WORK INSTRUCTION -
Copy each line of the data below with the word "parking".

MATERIALS PROVIDED -
══════════════════════════════

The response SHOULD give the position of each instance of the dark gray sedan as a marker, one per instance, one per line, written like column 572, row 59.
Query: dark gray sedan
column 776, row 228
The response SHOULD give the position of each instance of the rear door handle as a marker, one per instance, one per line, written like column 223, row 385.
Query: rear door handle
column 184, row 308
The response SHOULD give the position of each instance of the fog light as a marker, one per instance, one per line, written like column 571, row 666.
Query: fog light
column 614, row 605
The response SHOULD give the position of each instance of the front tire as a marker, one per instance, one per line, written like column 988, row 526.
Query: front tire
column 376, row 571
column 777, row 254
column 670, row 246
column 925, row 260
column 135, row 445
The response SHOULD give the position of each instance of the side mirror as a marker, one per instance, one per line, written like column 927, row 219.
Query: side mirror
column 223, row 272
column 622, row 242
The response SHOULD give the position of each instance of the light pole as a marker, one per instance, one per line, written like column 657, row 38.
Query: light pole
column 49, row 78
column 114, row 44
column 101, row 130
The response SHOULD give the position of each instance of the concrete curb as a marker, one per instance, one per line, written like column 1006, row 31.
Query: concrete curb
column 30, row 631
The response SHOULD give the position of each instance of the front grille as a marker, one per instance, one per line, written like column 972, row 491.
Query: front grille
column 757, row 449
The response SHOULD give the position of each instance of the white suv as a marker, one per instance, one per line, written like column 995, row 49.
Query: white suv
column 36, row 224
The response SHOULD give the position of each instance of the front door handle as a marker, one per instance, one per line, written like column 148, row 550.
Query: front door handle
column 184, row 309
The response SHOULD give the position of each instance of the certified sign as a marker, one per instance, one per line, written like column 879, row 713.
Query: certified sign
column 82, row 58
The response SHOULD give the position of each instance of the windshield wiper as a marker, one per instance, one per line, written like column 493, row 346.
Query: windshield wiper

══════════════════════════════

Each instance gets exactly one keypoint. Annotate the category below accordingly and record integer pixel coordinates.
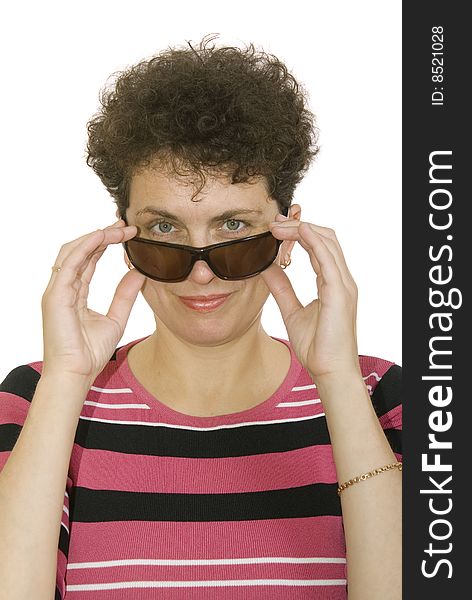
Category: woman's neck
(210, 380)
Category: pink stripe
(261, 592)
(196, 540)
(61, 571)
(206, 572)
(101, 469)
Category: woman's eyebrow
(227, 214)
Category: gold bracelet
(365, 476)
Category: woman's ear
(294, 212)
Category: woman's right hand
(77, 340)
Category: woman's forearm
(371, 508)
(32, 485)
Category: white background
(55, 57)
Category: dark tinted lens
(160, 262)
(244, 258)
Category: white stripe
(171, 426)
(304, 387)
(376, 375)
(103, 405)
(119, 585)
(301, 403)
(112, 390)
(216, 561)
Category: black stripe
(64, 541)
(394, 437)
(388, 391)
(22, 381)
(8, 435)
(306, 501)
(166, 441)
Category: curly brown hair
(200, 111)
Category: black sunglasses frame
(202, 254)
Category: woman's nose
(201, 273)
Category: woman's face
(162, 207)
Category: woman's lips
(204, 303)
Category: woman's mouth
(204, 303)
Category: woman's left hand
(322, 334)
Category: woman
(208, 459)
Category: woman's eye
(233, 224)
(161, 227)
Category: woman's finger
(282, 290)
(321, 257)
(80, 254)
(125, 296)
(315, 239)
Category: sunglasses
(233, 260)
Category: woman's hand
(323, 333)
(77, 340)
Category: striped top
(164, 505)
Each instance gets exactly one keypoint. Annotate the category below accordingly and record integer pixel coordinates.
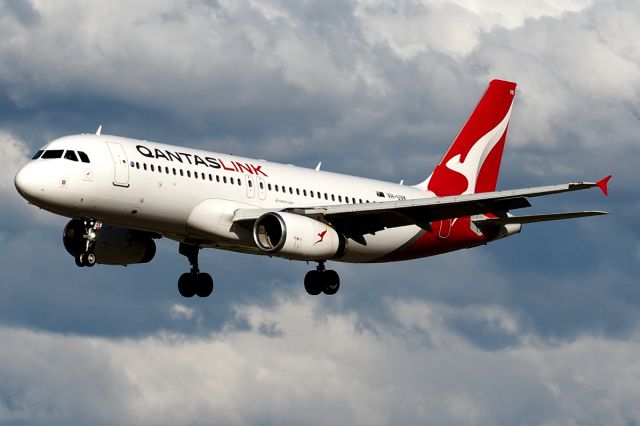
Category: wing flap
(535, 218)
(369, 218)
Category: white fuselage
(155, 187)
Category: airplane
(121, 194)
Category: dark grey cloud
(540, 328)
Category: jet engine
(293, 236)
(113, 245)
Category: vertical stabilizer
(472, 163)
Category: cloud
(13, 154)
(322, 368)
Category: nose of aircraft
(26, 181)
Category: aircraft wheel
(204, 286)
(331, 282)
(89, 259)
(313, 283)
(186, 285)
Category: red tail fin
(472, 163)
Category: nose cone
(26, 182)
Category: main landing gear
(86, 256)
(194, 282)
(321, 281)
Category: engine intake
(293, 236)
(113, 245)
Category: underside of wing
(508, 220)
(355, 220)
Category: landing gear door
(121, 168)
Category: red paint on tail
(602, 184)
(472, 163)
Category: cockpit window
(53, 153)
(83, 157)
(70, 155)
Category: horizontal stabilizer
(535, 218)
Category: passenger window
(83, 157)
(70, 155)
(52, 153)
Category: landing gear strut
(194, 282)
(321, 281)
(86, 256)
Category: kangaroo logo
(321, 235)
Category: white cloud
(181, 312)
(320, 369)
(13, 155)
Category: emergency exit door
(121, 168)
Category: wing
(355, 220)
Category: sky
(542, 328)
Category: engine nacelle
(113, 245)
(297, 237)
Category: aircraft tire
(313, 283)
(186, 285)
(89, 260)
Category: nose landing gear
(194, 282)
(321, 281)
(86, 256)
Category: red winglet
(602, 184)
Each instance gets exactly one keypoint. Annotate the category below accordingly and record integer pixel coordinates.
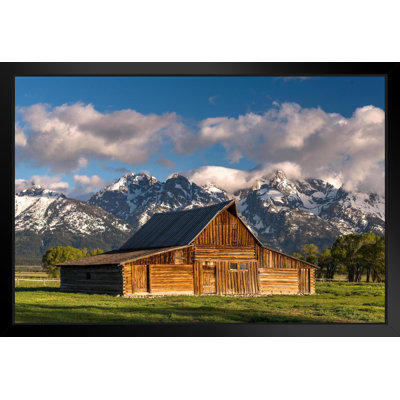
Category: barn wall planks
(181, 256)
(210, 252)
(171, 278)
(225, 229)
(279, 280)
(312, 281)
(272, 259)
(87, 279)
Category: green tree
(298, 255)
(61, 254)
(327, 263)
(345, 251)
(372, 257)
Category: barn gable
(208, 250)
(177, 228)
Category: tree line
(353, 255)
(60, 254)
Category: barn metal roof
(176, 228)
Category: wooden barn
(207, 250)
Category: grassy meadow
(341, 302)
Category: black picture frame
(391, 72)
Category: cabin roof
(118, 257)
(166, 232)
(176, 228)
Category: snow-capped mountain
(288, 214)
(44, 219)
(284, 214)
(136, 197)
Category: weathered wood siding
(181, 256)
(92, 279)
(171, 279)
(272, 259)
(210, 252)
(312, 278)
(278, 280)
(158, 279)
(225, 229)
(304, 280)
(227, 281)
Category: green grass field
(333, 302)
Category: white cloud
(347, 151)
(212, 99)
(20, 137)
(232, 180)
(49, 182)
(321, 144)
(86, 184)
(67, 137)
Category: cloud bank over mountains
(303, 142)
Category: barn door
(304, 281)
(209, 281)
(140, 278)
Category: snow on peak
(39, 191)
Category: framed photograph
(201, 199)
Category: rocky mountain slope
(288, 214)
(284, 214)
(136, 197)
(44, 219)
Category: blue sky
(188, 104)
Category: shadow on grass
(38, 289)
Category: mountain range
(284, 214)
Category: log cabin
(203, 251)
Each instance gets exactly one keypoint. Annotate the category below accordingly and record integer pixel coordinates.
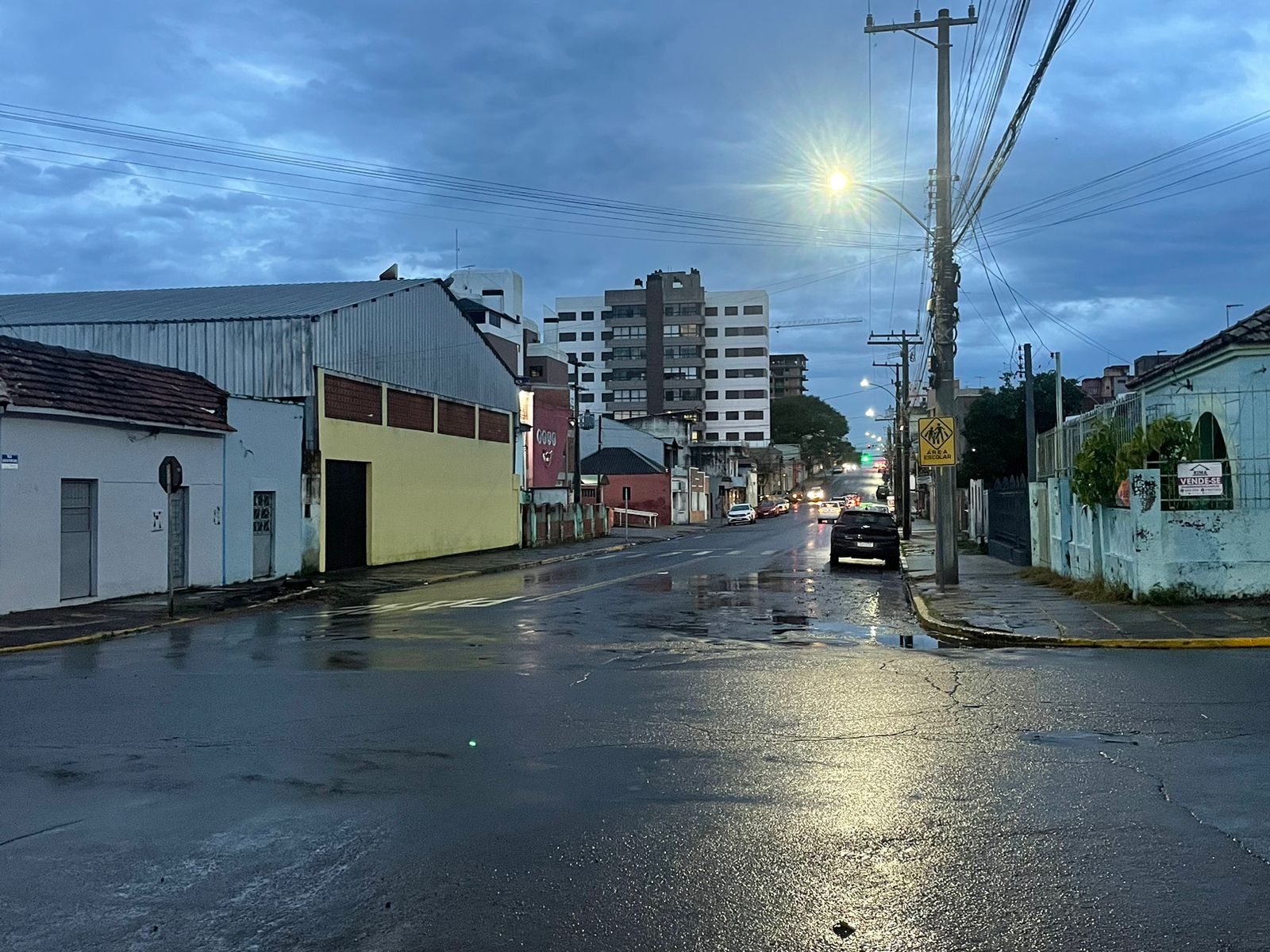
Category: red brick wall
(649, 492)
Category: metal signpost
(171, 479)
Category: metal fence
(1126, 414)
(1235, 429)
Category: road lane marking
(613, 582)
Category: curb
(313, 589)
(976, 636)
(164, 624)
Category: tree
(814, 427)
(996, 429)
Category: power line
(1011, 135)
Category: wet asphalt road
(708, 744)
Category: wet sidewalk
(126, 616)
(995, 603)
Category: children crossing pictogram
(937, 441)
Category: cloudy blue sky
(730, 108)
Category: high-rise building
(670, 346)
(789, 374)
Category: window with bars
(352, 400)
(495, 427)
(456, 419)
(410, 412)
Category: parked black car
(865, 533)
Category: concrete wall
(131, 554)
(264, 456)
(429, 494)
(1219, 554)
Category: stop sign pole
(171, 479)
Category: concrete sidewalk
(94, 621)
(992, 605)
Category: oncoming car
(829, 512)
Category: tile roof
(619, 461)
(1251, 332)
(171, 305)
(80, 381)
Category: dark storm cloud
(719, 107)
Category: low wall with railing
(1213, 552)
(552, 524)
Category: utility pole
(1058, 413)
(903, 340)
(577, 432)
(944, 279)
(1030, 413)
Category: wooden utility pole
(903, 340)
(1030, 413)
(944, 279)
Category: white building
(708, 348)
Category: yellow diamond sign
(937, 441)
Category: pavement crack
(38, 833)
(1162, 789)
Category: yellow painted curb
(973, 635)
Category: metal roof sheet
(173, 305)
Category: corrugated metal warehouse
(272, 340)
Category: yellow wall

══════════════════════════════

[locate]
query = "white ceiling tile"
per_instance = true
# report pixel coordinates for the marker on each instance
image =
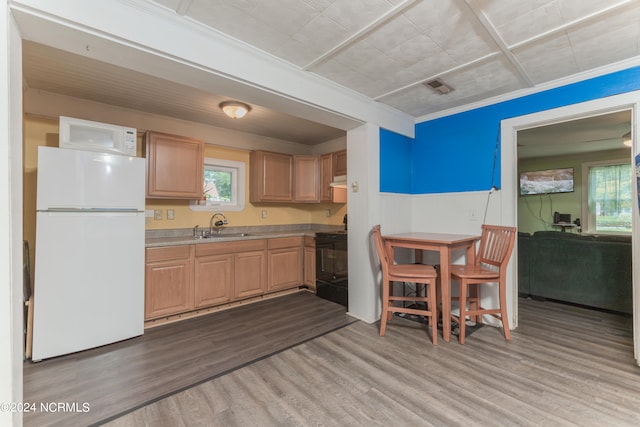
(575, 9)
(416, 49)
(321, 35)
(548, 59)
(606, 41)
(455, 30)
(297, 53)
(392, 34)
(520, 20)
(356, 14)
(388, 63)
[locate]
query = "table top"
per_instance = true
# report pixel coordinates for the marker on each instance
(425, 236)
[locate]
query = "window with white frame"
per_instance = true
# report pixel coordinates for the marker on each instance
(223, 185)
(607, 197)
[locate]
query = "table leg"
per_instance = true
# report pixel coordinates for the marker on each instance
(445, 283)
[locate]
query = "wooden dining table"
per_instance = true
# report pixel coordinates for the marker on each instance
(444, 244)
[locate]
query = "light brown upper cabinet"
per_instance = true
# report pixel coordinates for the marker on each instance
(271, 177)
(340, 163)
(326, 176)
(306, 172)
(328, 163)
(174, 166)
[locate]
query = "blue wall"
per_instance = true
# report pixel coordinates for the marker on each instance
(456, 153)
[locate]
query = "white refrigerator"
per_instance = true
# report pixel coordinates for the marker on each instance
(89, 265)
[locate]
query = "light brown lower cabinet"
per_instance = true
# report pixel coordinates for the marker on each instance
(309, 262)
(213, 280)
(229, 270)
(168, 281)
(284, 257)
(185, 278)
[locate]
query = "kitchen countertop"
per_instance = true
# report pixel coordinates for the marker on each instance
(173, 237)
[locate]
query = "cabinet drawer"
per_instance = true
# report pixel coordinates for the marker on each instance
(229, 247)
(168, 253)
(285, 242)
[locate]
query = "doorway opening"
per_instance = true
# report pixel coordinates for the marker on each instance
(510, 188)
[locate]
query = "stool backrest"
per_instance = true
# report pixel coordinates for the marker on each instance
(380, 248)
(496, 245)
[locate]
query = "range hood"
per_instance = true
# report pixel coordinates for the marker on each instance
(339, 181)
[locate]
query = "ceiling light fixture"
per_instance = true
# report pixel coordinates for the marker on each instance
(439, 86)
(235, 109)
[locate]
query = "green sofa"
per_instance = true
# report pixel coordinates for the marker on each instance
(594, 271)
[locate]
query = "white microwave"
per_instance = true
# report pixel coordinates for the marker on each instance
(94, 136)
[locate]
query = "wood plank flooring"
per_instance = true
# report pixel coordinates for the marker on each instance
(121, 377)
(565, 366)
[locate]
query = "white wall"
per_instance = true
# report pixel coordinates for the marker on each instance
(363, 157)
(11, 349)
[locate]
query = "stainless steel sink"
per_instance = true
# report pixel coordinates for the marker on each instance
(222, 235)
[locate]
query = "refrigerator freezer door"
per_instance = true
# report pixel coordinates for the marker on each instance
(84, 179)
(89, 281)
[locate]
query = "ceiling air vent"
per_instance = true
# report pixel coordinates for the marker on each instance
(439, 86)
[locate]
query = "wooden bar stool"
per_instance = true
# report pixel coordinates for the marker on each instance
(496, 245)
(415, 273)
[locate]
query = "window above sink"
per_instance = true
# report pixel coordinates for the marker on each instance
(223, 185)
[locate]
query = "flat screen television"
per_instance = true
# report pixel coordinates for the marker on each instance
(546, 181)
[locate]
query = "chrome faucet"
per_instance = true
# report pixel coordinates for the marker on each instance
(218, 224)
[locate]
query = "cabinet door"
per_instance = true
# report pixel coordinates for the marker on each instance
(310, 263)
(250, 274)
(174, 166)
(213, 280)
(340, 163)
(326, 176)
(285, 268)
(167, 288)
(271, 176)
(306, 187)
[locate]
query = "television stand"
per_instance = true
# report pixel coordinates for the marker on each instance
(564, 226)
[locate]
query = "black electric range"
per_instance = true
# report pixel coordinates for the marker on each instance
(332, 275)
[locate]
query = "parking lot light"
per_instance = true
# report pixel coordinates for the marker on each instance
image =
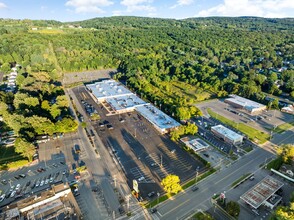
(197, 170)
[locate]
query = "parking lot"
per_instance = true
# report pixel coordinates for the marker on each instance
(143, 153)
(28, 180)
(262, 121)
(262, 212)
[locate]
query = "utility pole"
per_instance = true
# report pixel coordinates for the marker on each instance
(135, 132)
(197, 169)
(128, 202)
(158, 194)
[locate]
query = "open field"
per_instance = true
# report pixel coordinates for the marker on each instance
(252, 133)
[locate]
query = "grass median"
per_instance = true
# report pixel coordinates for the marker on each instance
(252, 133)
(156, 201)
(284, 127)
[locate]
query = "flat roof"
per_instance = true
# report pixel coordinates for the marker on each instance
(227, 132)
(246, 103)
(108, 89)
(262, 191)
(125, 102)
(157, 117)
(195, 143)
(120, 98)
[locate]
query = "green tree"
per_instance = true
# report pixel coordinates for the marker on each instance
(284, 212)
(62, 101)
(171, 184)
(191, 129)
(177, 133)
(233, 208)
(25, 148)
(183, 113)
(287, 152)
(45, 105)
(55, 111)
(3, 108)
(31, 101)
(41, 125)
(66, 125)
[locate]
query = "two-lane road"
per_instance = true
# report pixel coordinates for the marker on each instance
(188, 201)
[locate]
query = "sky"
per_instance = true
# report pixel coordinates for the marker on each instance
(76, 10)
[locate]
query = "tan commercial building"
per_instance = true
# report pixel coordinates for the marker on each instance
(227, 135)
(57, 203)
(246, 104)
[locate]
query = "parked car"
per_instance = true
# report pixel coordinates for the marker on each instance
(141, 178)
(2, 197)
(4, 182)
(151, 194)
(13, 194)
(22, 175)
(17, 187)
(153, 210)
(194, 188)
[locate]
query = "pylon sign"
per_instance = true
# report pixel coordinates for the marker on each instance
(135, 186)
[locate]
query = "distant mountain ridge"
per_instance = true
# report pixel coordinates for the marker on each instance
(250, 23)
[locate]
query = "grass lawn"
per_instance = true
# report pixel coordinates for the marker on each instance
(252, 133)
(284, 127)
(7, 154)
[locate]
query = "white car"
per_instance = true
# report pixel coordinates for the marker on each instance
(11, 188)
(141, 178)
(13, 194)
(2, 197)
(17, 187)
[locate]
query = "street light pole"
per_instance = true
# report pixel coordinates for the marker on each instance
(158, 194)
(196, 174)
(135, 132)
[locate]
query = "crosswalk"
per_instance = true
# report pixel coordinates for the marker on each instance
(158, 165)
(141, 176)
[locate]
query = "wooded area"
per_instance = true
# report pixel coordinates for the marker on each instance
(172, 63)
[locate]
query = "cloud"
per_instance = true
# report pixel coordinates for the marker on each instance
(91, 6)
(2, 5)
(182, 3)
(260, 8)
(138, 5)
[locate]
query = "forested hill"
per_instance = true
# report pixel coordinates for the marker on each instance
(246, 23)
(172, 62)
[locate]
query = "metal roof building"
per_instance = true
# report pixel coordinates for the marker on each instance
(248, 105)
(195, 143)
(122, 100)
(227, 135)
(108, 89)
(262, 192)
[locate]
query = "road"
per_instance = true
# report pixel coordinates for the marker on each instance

══════════════════════════════

RESULT OF THIS EXERCISE -
query = "parking lot light"
query = "parking lot"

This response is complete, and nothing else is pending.